▶ _PROBLEM_
Please quote the lines below word for word.

=-=-=-=-=

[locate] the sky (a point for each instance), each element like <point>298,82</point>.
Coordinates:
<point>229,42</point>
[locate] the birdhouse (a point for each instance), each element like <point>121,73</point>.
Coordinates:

=-=-=-=-=

▶ _SOLUTION_
[locate] the sky (a point for each instance), each element like <point>298,82</point>.
Coordinates:
<point>229,42</point>
[locate] the birdhouse (a point for each instance), each element like <point>121,73</point>.
Coordinates:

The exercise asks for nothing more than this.